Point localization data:
================================

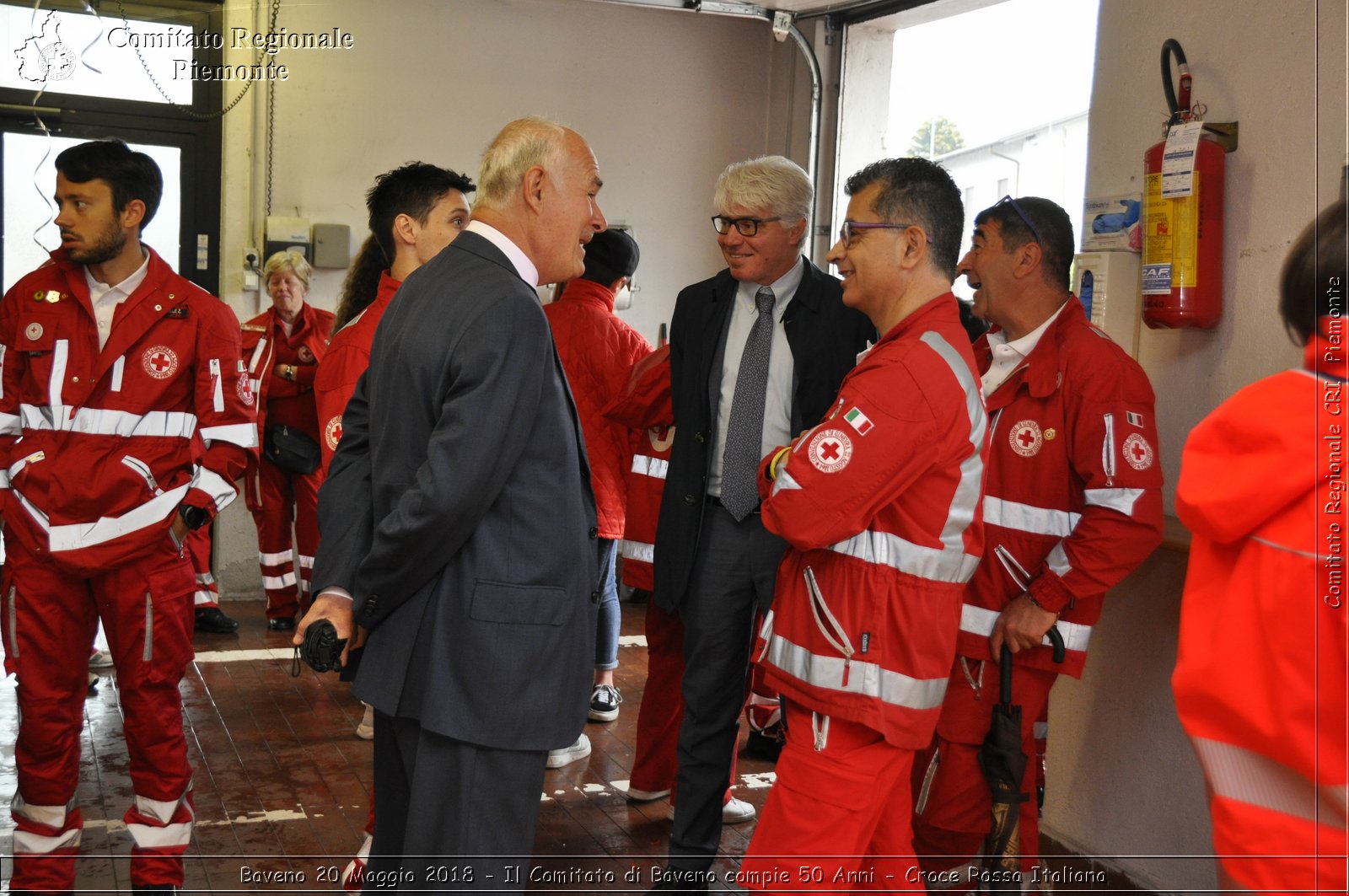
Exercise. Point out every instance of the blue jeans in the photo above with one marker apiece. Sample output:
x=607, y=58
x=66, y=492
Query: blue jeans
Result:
x=610, y=619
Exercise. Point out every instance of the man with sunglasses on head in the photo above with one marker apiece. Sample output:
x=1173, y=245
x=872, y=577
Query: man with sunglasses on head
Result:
x=1072, y=503
x=757, y=355
x=880, y=503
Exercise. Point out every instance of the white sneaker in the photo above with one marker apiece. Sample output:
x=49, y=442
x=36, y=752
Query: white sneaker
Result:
x=568, y=754
x=366, y=730
x=737, y=811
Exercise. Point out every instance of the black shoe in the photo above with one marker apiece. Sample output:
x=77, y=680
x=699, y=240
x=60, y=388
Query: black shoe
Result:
x=212, y=620
x=766, y=745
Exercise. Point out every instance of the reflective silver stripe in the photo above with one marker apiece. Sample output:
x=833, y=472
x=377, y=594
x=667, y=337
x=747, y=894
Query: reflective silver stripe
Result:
x=220, y=489
x=867, y=679
x=1011, y=514
x=58, y=377
x=637, y=550
x=148, y=653
x=653, y=467
x=965, y=501
x=1121, y=500
x=888, y=550
x=94, y=421
x=256, y=355
x=218, y=390
x=1058, y=561
x=242, y=435
x=981, y=620
x=1108, y=447
x=85, y=534
x=1245, y=776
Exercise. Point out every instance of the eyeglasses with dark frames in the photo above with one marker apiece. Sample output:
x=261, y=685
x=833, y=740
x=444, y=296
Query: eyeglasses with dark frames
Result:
x=745, y=226
x=852, y=227
x=1020, y=212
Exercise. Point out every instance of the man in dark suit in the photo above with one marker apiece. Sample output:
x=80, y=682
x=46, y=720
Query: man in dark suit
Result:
x=459, y=528
x=757, y=355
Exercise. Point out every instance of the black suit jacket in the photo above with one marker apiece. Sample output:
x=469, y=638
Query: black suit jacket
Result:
x=459, y=513
x=825, y=336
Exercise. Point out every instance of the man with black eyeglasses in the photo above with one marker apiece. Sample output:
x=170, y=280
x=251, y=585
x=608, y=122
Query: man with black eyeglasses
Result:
x=1072, y=503
x=757, y=355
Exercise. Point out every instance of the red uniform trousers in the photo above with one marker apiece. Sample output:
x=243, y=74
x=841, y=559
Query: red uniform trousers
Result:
x=654, y=764
x=838, y=819
x=954, y=807
x=51, y=620
x=207, y=593
x=287, y=498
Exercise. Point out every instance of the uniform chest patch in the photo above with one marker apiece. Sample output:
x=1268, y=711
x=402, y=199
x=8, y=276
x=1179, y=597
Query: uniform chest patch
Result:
x=1137, y=453
x=830, y=449
x=159, y=362
x=332, y=432
x=1025, y=439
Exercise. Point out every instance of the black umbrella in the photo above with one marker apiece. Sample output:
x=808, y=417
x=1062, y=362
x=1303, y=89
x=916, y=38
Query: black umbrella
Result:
x=1004, y=764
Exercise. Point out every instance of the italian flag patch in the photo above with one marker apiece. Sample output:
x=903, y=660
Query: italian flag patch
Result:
x=860, y=421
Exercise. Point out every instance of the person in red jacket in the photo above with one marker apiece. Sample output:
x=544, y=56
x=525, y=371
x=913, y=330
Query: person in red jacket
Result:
x=125, y=420
x=1072, y=503
x=1261, y=673
x=597, y=350
x=880, y=503
x=281, y=348
x=415, y=212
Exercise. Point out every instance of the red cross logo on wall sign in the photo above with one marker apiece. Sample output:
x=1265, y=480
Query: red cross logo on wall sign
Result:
x=1025, y=439
x=830, y=449
x=159, y=362
x=1137, y=453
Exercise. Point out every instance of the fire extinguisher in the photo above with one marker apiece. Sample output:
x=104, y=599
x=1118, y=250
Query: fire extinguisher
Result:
x=1182, y=238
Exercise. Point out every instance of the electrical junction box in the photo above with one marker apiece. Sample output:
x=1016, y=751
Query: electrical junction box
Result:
x=1106, y=283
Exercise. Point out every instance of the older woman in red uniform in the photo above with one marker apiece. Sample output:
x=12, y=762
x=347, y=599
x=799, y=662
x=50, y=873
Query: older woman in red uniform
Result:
x=281, y=350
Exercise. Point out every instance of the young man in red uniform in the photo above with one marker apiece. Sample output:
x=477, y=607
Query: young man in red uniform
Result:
x=1072, y=505
x=415, y=212
x=880, y=503
x=111, y=366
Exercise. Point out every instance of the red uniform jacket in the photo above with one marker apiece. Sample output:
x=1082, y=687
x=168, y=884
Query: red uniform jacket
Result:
x=598, y=351
x=1260, y=679
x=880, y=503
x=346, y=359
x=1072, y=498
x=281, y=401
x=96, y=447
x=644, y=406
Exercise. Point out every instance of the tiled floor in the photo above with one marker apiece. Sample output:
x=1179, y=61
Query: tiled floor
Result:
x=281, y=781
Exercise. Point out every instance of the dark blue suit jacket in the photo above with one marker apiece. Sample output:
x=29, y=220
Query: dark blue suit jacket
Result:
x=459, y=513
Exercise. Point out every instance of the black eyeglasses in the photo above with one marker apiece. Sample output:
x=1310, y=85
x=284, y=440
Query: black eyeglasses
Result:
x=1025, y=219
x=850, y=228
x=746, y=226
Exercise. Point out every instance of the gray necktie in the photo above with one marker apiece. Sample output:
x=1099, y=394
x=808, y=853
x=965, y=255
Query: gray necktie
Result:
x=745, y=428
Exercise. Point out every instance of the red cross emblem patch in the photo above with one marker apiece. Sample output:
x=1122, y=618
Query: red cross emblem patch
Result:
x=830, y=449
x=1025, y=439
x=332, y=432
x=1137, y=453
x=159, y=362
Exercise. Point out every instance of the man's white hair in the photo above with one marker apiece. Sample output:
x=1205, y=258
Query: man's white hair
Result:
x=519, y=146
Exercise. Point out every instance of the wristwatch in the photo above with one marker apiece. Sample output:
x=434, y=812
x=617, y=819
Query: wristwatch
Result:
x=193, y=517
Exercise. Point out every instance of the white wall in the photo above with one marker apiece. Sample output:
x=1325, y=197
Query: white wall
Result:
x=1123, y=779
x=665, y=98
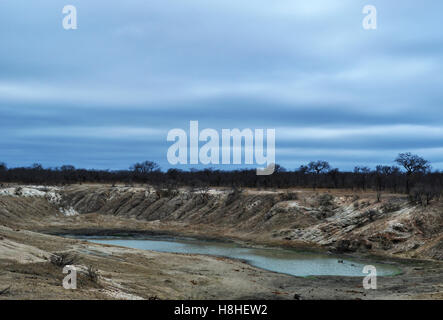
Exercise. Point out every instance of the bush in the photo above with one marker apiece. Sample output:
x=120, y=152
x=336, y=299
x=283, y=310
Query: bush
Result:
x=325, y=200
x=93, y=274
x=390, y=207
x=63, y=259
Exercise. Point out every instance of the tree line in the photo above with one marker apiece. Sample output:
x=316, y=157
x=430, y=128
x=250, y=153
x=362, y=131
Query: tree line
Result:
x=412, y=174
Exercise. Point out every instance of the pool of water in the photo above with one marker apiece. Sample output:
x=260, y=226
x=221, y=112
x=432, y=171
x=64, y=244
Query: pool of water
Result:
x=274, y=259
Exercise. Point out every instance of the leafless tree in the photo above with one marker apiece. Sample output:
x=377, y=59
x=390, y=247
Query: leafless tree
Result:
x=413, y=164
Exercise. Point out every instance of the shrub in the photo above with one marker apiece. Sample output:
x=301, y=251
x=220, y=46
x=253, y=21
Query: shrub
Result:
x=93, y=274
x=390, y=207
x=62, y=259
x=325, y=200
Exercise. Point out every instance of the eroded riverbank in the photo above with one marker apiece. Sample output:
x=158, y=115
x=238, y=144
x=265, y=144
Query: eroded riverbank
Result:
x=253, y=220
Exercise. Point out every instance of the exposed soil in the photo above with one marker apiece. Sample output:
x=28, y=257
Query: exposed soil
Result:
x=352, y=223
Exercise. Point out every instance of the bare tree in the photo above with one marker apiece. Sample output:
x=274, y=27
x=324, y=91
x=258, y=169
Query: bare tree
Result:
x=413, y=164
x=318, y=167
x=143, y=169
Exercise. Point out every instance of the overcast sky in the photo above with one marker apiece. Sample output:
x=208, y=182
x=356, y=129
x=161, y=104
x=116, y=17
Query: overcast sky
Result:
x=106, y=94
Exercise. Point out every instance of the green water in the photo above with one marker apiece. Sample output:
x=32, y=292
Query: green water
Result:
x=274, y=259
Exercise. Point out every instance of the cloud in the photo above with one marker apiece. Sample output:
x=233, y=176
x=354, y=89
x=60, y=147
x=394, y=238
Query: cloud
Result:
x=107, y=93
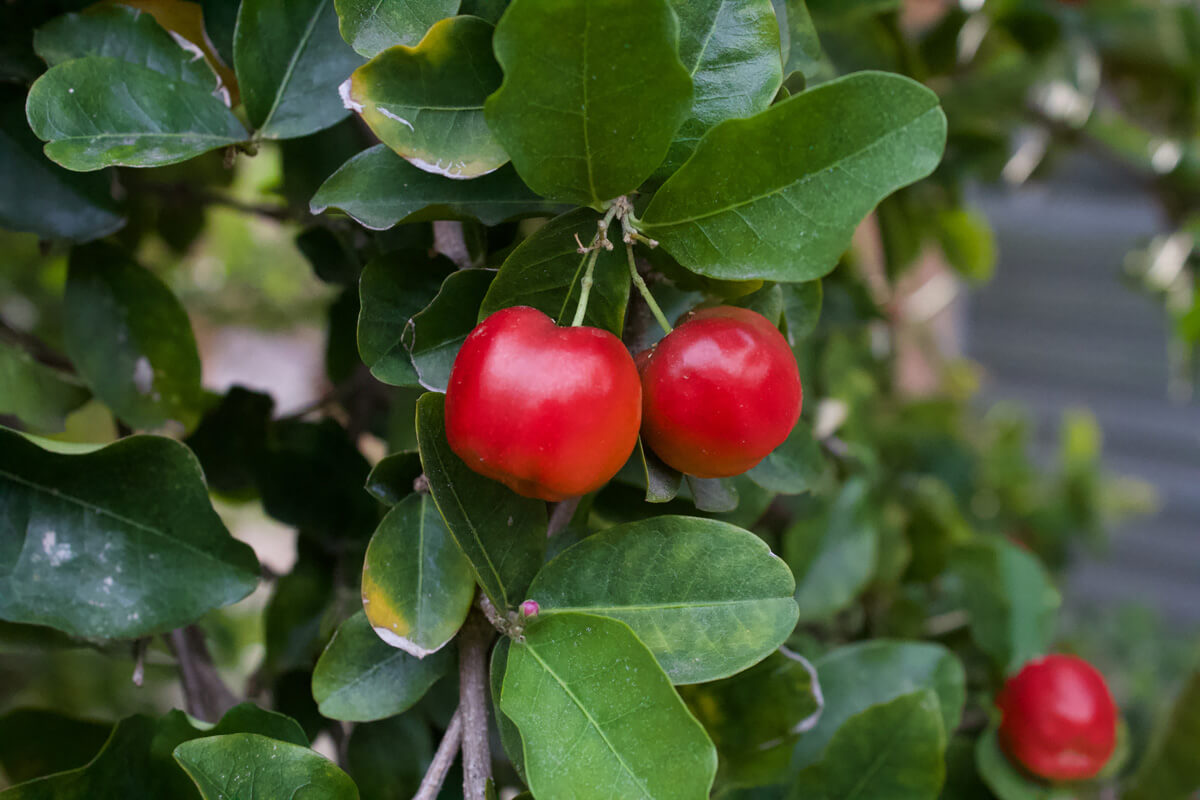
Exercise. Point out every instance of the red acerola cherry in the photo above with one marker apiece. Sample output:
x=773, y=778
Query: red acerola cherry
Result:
x=550, y=411
x=1059, y=719
x=719, y=392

================================

Your objective: Each line above with the word "fire" needs to be copied.

Problem solution:
Exercise. Point out every instance of the fire extinguisher in the photo above with one marker apiece. Sample output:
Query: fire extinguisher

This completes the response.